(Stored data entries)
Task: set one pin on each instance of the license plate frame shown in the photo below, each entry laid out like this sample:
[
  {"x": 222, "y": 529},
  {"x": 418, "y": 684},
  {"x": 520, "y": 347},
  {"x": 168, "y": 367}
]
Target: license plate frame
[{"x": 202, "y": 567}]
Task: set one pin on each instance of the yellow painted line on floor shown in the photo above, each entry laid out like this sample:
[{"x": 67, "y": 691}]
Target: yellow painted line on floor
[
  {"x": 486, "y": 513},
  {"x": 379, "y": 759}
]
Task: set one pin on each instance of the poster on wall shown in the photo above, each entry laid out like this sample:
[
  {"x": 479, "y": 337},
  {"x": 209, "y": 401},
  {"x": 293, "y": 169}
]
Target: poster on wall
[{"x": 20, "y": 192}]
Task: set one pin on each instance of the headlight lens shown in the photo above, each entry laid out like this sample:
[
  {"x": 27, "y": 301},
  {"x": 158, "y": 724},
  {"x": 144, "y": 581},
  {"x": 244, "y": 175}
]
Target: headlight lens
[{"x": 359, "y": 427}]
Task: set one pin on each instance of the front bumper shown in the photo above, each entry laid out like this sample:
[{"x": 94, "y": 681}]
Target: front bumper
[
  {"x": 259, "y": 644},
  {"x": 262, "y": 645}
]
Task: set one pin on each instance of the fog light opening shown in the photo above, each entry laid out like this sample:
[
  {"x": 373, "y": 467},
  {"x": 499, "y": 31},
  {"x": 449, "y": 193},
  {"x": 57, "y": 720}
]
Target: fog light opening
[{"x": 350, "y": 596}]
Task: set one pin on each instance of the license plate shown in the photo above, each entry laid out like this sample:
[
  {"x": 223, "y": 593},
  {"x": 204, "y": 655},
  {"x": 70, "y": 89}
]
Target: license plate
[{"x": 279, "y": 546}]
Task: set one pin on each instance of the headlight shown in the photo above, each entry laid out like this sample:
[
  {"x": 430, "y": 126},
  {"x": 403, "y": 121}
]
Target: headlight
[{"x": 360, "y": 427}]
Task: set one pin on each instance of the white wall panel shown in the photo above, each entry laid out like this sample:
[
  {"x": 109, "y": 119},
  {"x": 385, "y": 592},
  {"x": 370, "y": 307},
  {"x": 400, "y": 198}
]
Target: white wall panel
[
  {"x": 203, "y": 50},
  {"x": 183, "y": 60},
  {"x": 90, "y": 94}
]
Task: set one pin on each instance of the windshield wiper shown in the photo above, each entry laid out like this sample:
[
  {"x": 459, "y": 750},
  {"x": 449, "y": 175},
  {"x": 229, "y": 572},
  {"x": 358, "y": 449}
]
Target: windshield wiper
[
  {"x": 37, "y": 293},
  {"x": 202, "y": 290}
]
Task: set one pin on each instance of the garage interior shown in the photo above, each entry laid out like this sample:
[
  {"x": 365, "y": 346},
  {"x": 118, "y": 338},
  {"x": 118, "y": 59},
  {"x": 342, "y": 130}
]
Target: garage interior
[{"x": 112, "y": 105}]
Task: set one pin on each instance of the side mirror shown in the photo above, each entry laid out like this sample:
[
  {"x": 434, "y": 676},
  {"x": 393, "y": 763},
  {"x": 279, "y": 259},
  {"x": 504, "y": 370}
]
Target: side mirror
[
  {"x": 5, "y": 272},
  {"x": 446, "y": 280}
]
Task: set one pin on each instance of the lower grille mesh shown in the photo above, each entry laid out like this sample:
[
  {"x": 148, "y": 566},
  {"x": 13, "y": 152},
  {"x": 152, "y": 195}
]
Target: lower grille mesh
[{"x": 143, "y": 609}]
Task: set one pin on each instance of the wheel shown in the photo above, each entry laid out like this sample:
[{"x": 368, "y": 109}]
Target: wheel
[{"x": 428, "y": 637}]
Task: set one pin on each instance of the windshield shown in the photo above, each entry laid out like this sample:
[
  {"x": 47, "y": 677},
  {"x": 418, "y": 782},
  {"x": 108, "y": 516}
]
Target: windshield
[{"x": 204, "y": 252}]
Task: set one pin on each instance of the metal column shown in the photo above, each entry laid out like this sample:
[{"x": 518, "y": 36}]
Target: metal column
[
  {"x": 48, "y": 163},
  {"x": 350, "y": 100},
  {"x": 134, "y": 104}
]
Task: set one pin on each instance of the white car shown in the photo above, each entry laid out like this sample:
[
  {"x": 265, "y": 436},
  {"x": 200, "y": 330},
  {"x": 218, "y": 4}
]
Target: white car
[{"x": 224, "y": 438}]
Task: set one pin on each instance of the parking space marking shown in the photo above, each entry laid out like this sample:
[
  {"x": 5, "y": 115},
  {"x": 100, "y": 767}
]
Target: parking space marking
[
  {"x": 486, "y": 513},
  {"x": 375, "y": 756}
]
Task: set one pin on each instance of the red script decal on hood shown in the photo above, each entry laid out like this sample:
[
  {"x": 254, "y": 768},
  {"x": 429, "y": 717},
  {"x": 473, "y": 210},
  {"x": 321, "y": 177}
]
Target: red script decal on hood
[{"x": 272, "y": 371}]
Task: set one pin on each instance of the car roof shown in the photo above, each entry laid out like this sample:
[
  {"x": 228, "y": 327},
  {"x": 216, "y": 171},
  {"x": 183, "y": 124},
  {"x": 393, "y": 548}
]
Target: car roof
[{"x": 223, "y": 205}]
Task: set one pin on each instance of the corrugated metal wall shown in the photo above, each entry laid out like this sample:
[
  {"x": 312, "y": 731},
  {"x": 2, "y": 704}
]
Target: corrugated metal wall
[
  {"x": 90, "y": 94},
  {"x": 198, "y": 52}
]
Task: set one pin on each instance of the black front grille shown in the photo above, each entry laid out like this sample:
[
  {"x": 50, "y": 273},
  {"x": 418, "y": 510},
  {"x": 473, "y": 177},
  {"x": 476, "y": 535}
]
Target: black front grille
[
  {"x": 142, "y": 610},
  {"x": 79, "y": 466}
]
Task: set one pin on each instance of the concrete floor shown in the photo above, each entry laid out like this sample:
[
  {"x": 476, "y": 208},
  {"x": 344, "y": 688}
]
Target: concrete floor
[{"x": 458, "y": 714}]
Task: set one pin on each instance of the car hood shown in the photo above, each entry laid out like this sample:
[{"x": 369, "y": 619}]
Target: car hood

= What you will do =
The lines above are to be retyped exactly, with none omitted.

= Output of the task =
Task: set one pin on each instance of the license plate frame shown in the photo below, each entry laid out like this sample:
[
  {"x": 222, "y": 529},
  {"x": 418, "y": 684},
  {"x": 520, "y": 347},
  {"x": 168, "y": 367}
]
Target: license plate frame
[{"x": 202, "y": 567}]
Task: set one pin on each instance of the yellow painted line on floor shown in the photo above, each entry laid out like this sample:
[{"x": 67, "y": 691}]
Target: yellow painted line on floor
[
  {"x": 486, "y": 513},
  {"x": 379, "y": 759}
]
Task: set one pin on each instance of the poster on wall shown in the photo above, each entry laid out like this sample:
[
  {"x": 479, "y": 337},
  {"x": 209, "y": 401},
  {"x": 293, "y": 169}
]
Target: poster on wall
[{"x": 20, "y": 192}]
Task: set one pin on each instance of the headlight lens shown in the photo above, each entry laid out like this sample:
[
  {"x": 27, "y": 301},
  {"x": 158, "y": 724},
  {"x": 144, "y": 581},
  {"x": 244, "y": 175}
]
Target: headlight lens
[{"x": 359, "y": 427}]
Task: set one pin on each instance of the front bumper shown in the photo above, each entry laid out like this sample:
[{"x": 94, "y": 681}]
Target: front bumper
[
  {"x": 259, "y": 644},
  {"x": 262, "y": 645}
]
Task: set one pin on each instance of the fog light opening shown in the photo above, each entry laid out like this sample:
[
  {"x": 373, "y": 467},
  {"x": 499, "y": 31},
  {"x": 449, "y": 193},
  {"x": 57, "y": 720}
]
Target: fog light opening
[{"x": 350, "y": 596}]
Task: set one pin on each instance of the license plate shown in the photo above, each entry laid out like this sample:
[
  {"x": 223, "y": 593},
  {"x": 204, "y": 655},
  {"x": 70, "y": 89}
]
Target: license plate
[{"x": 279, "y": 546}]
Task: set one pin on each instance of the headlight shown in the photo above, each entry laid out like this sample:
[
  {"x": 430, "y": 126},
  {"x": 403, "y": 121}
]
Target: headlight
[{"x": 360, "y": 427}]
Task: set one pin on each instance of the white wall panel shown in the photo above, each entry laid out like this sample:
[
  {"x": 109, "y": 119},
  {"x": 385, "y": 592},
  {"x": 370, "y": 307},
  {"x": 400, "y": 198}
]
Target: white wall panel
[
  {"x": 203, "y": 50},
  {"x": 183, "y": 60},
  {"x": 90, "y": 94}
]
Task: set one pin on each instance of the windshield wiper shown in the photo above, each entry laid out like this sample:
[
  {"x": 459, "y": 750},
  {"x": 449, "y": 175},
  {"x": 229, "y": 572},
  {"x": 358, "y": 449}
]
Target: windshield wiper
[
  {"x": 37, "y": 293},
  {"x": 202, "y": 290}
]
Task: set one pin on each instance of the garage interior shown in the photo above, each entry laid out like this sample:
[
  {"x": 365, "y": 346},
  {"x": 118, "y": 338},
  {"x": 118, "y": 59},
  {"x": 342, "y": 130}
]
Target: garage interior
[{"x": 112, "y": 105}]
Task: set one pin on each instance of the side mirror shown in the photo above, each entry laid out like this sample:
[
  {"x": 434, "y": 676},
  {"x": 393, "y": 763},
  {"x": 279, "y": 259},
  {"x": 504, "y": 370}
]
Target: side mirror
[
  {"x": 5, "y": 272},
  {"x": 446, "y": 280}
]
Task: set one pin on each instance of the lower grille mesh shown in the photo above, each entry laid out like this sample:
[
  {"x": 148, "y": 566},
  {"x": 13, "y": 152},
  {"x": 152, "y": 195}
]
Target: lower grille mesh
[{"x": 143, "y": 609}]
Task: set one pin on each instance of the wheel shown in the photo above, each entry laid out like this sample:
[{"x": 368, "y": 109}]
Target: wheel
[{"x": 428, "y": 637}]
Task: set one pin on each instance of the windshield shown in the photo above, each entry laid out like this sample:
[
  {"x": 47, "y": 677},
  {"x": 418, "y": 782},
  {"x": 108, "y": 516}
]
Target: windshield
[{"x": 204, "y": 252}]
Task: set one pin on each instance of the metal column shown in the photo above, each entry laid out like this sample:
[{"x": 518, "y": 36}]
Target: metal column
[
  {"x": 48, "y": 163},
  {"x": 350, "y": 100},
  {"x": 134, "y": 104}
]
Task: set one pin on each instance of the white car shown in the photo above, each entry laid out like this sample:
[
  {"x": 265, "y": 436},
  {"x": 200, "y": 330},
  {"x": 218, "y": 4}
]
Target: white car
[{"x": 224, "y": 438}]
Task: set one pin on each instance of the parking space marking shown in the photo above, each entry laid out like this sample:
[
  {"x": 5, "y": 115},
  {"x": 100, "y": 767}
]
Target: parking space marking
[
  {"x": 486, "y": 513},
  {"x": 375, "y": 756}
]
Task: set one pin on each instance of the red script decal on hood shown in the photo above, each entry laid out like this sample:
[
  {"x": 254, "y": 768},
  {"x": 429, "y": 717},
  {"x": 473, "y": 210},
  {"x": 321, "y": 177}
]
Target: red script decal on hood
[{"x": 272, "y": 371}]
Task: set one pin on each instance of the car roof shown in the photo above, each entry laid out like this sample:
[
  {"x": 228, "y": 327},
  {"x": 216, "y": 171},
  {"x": 183, "y": 124},
  {"x": 393, "y": 548}
]
Target: car roof
[{"x": 223, "y": 205}]
Task: set one pin on each instance of the corrugated metal wall shown in the photo above, each entry laid out like this sample:
[
  {"x": 312, "y": 731},
  {"x": 2, "y": 704}
]
Target: corrugated metal wall
[
  {"x": 90, "y": 94},
  {"x": 198, "y": 52}
]
Task: set one pin on each instance of the black front grille shown in the photo above, each entry laid out like this sample:
[
  {"x": 50, "y": 273},
  {"x": 418, "y": 510},
  {"x": 473, "y": 177},
  {"x": 476, "y": 535}
]
Target: black front grille
[
  {"x": 142, "y": 610},
  {"x": 79, "y": 466}
]
Task: set one pin on each instance of the concrete floor shown in the photo above, each entry laid out like this sample:
[
  {"x": 476, "y": 208},
  {"x": 344, "y": 688}
]
Target: concrete floor
[{"x": 458, "y": 714}]
Task: set one pin on each instance of the car hood shown in the photo above, each entry laid out like this sample:
[{"x": 369, "y": 619}]
Target: car hood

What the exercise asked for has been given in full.